- _Task goal_: Copy nothing before the line containing "Locate every instance of the stacked". Reproduce that line and all that follow, exactly, through the end of the records.

***** Materials provided *****

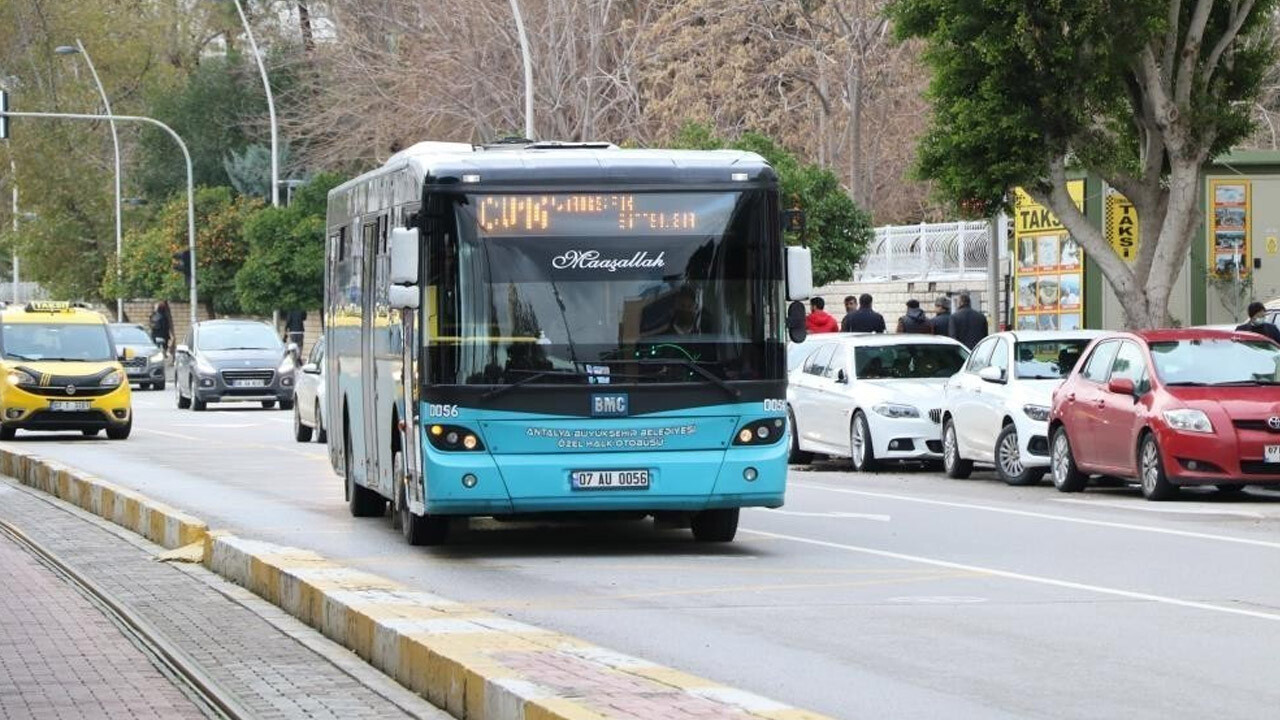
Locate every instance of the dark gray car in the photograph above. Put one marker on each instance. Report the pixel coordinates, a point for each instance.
(146, 368)
(233, 361)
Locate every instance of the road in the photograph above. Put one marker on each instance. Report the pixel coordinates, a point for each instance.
(897, 595)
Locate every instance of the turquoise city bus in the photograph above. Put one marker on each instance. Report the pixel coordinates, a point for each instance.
(554, 329)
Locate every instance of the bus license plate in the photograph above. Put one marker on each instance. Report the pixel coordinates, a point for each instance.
(609, 479)
(68, 405)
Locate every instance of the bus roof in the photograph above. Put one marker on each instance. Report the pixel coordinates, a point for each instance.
(568, 164)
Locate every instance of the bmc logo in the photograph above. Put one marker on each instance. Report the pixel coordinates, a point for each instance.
(612, 405)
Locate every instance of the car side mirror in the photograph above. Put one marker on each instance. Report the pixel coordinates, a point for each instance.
(1121, 386)
(992, 374)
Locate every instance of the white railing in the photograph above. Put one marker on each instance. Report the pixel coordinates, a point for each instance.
(927, 251)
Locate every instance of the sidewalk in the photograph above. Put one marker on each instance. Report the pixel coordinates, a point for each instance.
(60, 656)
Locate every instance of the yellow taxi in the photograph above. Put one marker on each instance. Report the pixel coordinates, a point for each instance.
(59, 370)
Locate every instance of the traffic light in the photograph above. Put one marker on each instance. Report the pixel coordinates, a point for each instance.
(182, 263)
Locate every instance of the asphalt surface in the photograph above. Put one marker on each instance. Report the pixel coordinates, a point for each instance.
(896, 595)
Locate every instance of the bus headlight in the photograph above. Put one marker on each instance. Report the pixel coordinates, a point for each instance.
(453, 438)
(760, 432)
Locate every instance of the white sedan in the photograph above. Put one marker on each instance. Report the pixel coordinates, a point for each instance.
(309, 399)
(996, 410)
(872, 397)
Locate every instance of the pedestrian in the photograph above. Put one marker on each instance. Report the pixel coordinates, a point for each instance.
(914, 320)
(1257, 322)
(161, 326)
(819, 320)
(941, 320)
(295, 324)
(864, 319)
(968, 326)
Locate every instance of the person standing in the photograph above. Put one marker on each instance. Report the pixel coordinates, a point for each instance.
(941, 320)
(819, 320)
(1257, 322)
(914, 320)
(968, 326)
(864, 319)
(161, 326)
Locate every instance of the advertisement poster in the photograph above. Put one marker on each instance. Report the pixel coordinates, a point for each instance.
(1229, 238)
(1048, 276)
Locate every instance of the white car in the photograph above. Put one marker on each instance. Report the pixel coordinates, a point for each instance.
(997, 417)
(309, 399)
(872, 397)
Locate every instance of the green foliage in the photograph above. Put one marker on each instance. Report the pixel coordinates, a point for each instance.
(1019, 83)
(837, 231)
(284, 268)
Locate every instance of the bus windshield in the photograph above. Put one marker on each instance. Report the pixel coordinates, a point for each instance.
(606, 287)
(56, 341)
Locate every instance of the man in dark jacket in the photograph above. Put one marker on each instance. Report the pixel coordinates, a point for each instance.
(1258, 323)
(968, 326)
(914, 320)
(864, 319)
(941, 320)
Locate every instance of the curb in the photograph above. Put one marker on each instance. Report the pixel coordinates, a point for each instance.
(472, 664)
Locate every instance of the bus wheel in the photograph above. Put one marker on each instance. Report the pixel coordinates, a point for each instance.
(714, 525)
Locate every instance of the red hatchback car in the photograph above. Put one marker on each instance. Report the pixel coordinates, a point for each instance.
(1170, 408)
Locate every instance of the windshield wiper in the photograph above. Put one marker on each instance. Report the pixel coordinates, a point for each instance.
(534, 377)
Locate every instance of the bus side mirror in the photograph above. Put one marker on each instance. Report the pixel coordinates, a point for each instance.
(403, 256)
(403, 297)
(799, 273)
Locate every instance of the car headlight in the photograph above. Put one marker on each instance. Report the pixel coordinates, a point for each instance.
(896, 410)
(1037, 413)
(1188, 420)
(22, 378)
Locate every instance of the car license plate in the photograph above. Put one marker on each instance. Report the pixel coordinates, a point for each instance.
(609, 479)
(68, 405)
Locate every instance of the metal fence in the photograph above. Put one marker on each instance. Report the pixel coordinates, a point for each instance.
(940, 251)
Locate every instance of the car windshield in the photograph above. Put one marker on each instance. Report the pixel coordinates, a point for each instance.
(237, 336)
(129, 335)
(880, 361)
(1216, 361)
(1050, 359)
(40, 341)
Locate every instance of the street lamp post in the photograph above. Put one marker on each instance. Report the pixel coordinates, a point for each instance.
(191, 183)
(270, 109)
(115, 142)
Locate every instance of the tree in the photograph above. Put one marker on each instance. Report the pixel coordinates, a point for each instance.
(284, 267)
(1141, 92)
(837, 231)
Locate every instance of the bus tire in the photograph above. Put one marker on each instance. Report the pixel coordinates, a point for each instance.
(714, 525)
(361, 501)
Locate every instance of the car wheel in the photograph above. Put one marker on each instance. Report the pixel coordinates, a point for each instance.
(860, 449)
(119, 432)
(1151, 468)
(1009, 460)
(714, 525)
(361, 501)
(952, 464)
(301, 432)
(796, 456)
(1066, 475)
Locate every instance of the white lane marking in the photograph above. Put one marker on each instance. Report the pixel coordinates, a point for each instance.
(1037, 579)
(1047, 516)
(1153, 507)
(799, 514)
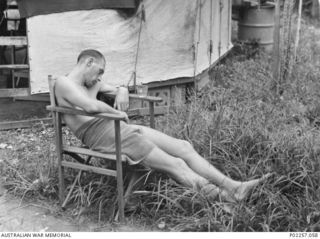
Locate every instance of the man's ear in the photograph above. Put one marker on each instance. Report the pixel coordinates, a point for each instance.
(90, 61)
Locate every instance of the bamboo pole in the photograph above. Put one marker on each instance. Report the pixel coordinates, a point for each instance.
(298, 31)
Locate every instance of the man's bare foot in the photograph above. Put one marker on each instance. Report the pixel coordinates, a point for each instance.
(211, 191)
(244, 189)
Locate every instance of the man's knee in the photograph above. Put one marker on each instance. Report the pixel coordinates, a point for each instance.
(185, 147)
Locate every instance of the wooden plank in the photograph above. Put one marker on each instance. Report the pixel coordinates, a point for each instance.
(89, 168)
(13, 41)
(15, 67)
(85, 151)
(5, 93)
(41, 98)
(65, 110)
(119, 169)
(276, 45)
(160, 110)
(23, 123)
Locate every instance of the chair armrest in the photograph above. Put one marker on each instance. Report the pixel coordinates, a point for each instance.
(66, 110)
(145, 98)
(138, 97)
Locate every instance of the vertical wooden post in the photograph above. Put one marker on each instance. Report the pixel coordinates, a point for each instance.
(56, 117)
(296, 44)
(315, 11)
(151, 111)
(58, 126)
(276, 45)
(119, 170)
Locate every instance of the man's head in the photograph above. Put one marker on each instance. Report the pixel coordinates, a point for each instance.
(92, 62)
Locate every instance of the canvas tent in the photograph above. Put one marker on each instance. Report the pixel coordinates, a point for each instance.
(162, 40)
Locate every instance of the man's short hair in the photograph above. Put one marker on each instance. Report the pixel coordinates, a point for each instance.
(90, 53)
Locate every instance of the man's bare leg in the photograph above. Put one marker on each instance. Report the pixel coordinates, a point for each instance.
(182, 149)
(180, 171)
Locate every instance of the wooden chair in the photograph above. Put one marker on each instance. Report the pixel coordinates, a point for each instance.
(75, 152)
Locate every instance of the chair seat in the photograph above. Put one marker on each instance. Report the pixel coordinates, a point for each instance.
(90, 152)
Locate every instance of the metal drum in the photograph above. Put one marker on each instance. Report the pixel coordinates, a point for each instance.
(256, 24)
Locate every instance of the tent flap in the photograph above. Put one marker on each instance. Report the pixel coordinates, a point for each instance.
(29, 8)
(173, 33)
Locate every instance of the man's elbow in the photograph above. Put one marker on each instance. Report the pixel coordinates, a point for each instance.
(91, 109)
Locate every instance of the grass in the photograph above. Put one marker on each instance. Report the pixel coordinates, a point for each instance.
(238, 124)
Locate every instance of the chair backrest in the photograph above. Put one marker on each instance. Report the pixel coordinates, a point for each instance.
(52, 82)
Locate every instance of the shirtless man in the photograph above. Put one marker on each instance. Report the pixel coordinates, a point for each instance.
(144, 145)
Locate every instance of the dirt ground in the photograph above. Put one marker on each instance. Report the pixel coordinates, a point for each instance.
(21, 110)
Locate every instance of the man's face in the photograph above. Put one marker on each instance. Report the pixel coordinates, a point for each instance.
(95, 71)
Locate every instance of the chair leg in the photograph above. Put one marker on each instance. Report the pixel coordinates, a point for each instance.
(71, 189)
(134, 178)
(75, 181)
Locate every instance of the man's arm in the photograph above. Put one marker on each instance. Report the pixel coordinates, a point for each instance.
(122, 95)
(75, 96)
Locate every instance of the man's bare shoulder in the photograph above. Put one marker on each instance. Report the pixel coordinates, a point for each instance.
(63, 83)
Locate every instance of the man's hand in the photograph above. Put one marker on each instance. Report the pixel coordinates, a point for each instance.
(124, 114)
(122, 99)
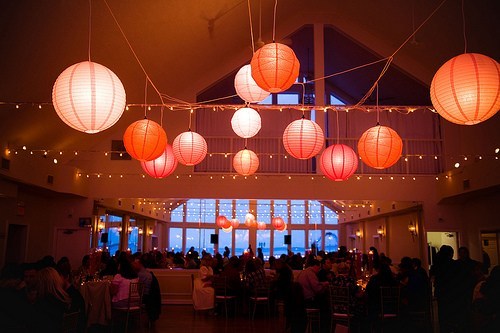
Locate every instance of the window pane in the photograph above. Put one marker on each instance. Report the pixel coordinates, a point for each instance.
(241, 241)
(331, 240)
(264, 211)
(288, 99)
(314, 212)
(298, 241)
(279, 243)
(176, 215)
(175, 239)
(298, 211)
(226, 208)
(330, 216)
(281, 209)
(242, 208)
(264, 242)
(225, 239)
(315, 239)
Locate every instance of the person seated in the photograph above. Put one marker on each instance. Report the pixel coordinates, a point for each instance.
(120, 285)
(203, 292)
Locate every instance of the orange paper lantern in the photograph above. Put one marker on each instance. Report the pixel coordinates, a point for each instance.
(246, 122)
(189, 148)
(88, 97)
(145, 140)
(247, 88)
(275, 67)
(338, 162)
(245, 162)
(161, 167)
(466, 89)
(380, 147)
(303, 138)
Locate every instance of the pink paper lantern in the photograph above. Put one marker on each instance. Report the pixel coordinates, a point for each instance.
(247, 88)
(246, 122)
(163, 166)
(145, 140)
(189, 148)
(380, 147)
(338, 162)
(466, 89)
(275, 67)
(88, 97)
(303, 138)
(245, 162)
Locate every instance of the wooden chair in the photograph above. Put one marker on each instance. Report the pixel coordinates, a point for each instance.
(134, 302)
(219, 284)
(340, 305)
(69, 322)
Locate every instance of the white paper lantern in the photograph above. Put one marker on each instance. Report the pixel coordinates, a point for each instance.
(247, 88)
(246, 122)
(88, 97)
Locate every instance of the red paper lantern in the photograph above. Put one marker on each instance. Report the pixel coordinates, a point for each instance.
(163, 166)
(261, 225)
(466, 89)
(247, 88)
(145, 140)
(189, 148)
(245, 162)
(380, 147)
(338, 162)
(277, 222)
(275, 67)
(246, 122)
(303, 138)
(88, 97)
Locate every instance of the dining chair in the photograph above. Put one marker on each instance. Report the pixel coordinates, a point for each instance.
(219, 284)
(340, 305)
(134, 302)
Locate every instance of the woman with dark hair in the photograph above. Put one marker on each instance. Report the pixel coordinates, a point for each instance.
(120, 285)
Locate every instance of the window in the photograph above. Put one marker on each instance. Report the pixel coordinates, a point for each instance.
(241, 241)
(298, 241)
(175, 239)
(264, 242)
(331, 240)
(298, 211)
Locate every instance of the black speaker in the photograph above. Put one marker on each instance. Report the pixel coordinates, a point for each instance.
(288, 240)
(104, 237)
(214, 239)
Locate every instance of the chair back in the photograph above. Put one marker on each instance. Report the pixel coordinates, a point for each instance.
(389, 298)
(340, 299)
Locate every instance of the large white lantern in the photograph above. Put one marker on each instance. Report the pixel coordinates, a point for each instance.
(247, 88)
(88, 97)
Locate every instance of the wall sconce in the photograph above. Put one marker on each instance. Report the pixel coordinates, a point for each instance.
(380, 231)
(412, 229)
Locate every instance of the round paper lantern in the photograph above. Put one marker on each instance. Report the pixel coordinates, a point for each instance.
(163, 166)
(245, 162)
(466, 89)
(338, 162)
(247, 88)
(303, 138)
(88, 97)
(228, 230)
(380, 147)
(277, 222)
(235, 223)
(145, 140)
(189, 148)
(275, 67)
(246, 122)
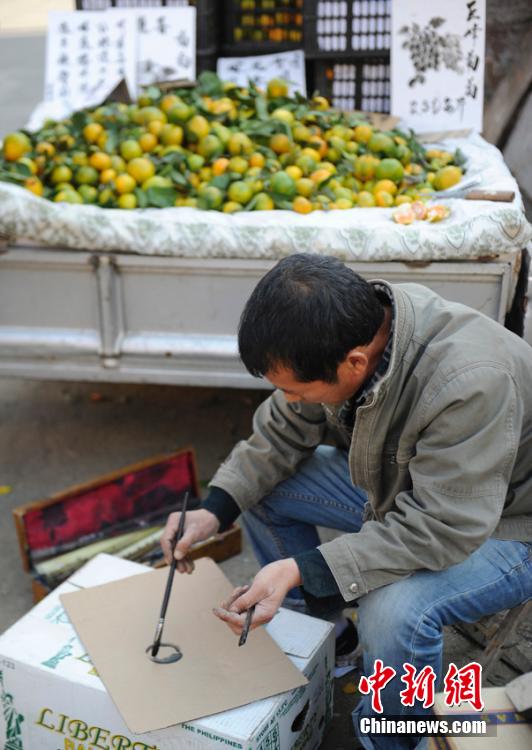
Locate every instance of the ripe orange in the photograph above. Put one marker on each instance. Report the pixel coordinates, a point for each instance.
(100, 161)
(141, 168)
(16, 145)
(124, 183)
(302, 205)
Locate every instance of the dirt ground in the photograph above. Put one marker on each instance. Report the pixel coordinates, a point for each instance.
(54, 435)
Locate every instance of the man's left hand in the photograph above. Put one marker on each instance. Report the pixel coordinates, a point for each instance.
(267, 592)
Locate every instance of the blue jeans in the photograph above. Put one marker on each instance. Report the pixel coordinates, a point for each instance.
(401, 622)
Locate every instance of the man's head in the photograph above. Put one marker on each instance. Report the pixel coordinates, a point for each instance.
(308, 327)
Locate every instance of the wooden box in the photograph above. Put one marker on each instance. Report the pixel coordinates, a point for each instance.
(124, 509)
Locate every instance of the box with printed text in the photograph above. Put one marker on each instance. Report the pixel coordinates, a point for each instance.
(52, 698)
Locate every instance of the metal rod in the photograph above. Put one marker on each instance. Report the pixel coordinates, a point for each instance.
(170, 580)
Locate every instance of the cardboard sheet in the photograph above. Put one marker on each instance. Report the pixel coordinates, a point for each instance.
(116, 623)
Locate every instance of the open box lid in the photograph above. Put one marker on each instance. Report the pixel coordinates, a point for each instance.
(80, 514)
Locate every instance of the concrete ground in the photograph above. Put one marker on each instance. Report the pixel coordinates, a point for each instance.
(54, 435)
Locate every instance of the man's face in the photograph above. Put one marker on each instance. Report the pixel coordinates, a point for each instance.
(351, 374)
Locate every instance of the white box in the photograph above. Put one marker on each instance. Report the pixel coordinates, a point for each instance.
(52, 698)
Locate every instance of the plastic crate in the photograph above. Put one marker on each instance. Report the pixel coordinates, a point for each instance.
(207, 41)
(254, 27)
(356, 84)
(347, 27)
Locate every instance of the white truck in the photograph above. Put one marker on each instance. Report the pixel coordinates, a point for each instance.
(154, 296)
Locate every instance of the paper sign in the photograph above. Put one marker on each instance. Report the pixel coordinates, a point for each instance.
(87, 54)
(116, 623)
(262, 68)
(438, 63)
(166, 43)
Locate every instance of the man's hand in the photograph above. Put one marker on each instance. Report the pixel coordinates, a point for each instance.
(199, 525)
(269, 588)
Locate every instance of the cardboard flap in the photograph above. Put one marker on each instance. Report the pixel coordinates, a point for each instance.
(116, 623)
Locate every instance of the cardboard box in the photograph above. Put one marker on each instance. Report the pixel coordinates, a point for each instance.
(52, 699)
(132, 498)
(513, 732)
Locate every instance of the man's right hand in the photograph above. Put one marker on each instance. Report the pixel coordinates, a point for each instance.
(199, 525)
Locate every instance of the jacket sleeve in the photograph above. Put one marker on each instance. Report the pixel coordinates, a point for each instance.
(460, 473)
(283, 435)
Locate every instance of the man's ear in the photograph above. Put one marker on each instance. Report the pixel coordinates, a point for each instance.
(356, 362)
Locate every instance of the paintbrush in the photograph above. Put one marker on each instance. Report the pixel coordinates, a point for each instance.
(167, 591)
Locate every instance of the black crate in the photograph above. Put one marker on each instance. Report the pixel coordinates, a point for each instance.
(347, 27)
(206, 18)
(255, 27)
(362, 84)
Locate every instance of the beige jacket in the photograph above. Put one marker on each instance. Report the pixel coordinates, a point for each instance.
(442, 446)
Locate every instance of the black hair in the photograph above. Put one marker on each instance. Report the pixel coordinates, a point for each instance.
(306, 314)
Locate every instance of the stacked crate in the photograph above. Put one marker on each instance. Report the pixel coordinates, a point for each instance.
(207, 22)
(347, 43)
(255, 27)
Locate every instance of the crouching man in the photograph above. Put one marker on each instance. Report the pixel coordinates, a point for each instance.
(429, 479)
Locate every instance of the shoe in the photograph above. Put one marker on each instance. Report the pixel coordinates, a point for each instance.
(347, 649)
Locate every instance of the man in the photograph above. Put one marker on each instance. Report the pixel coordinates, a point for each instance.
(429, 404)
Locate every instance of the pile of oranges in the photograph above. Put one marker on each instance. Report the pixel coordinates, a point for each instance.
(220, 147)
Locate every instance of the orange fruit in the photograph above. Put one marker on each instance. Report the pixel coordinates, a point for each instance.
(362, 133)
(302, 205)
(257, 159)
(386, 185)
(87, 176)
(320, 175)
(365, 167)
(197, 128)
(280, 143)
(284, 115)
(46, 148)
(100, 161)
(264, 202)
(130, 149)
(240, 192)
(383, 199)
(238, 164)
(124, 183)
(210, 146)
(381, 143)
(210, 197)
(390, 169)
(171, 135)
(148, 141)
(366, 199)
(141, 168)
(180, 113)
(305, 186)
(148, 114)
(294, 172)
(34, 185)
(127, 201)
(239, 143)
(16, 145)
(92, 132)
(282, 183)
(107, 175)
(62, 173)
(231, 207)
(168, 102)
(276, 88)
(155, 127)
(220, 166)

*****

- _Task solution_:
Locate every instance of the stacked crate in the photograph above. Put one marker on each instance. Report the pixel coordinates, a point for each instance.
(207, 22)
(347, 43)
(255, 27)
Locate every instance of the crouching man in the photograph above. Put one marker on each instance. Report the pixel coordinates, a point for each instance.
(429, 479)
Locate every instance of the shoe in the photograph above. Put one marker on each instance. Report the pixel coordinates, a point for each instance.
(347, 649)
Locate every instance of the man in the photograph above. Put one marker on each instance. Report the pixel coordinates, a point for each instance.
(429, 404)
Locate every instance of the pile of oranges in the photograph above. Put one marker on each instance. Report the pixel coordinates, a point for each instance.
(220, 147)
Locate every instance of the orange fruit in the photograph above. Put one marker on each instance. Report the pixel coordinates, a point for each instance.
(362, 133)
(302, 205)
(257, 159)
(386, 185)
(87, 176)
(320, 175)
(365, 167)
(197, 128)
(280, 143)
(284, 115)
(46, 148)
(100, 161)
(264, 202)
(130, 149)
(240, 192)
(383, 199)
(238, 164)
(124, 183)
(210, 146)
(381, 143)
(210, 197)
(390, 169)
(171, 135)
(148, 141)
(366, 199)
(141, 168)
(180, 113)
(305, 186)
(148, 114)
(294, 172)
(34, 185)
(127, 201)
(239, 143)
(16, 145)
(92, 132)
(282, 183)
(107, 175)
(62, 173)
(231, 207)
(168, 102)
(276, 88)
(155, 127)
(220, 166)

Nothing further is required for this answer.